- [Task statement]: Filter the rows below, keeping only those that contain the word "Target", and copy each kept row in full. The match is case-sensitive.

- [Records for processing]:
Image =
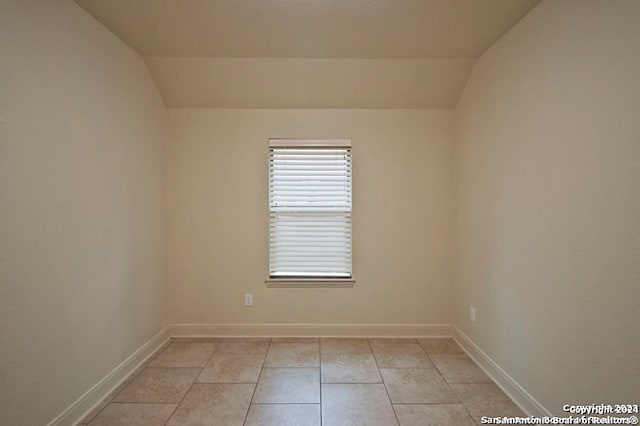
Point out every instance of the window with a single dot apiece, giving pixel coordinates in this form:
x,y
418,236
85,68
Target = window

...

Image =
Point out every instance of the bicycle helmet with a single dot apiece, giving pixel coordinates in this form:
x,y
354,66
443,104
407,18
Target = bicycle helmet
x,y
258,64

- [Answer to the problem]:
Target = window
Target = bicycle helmet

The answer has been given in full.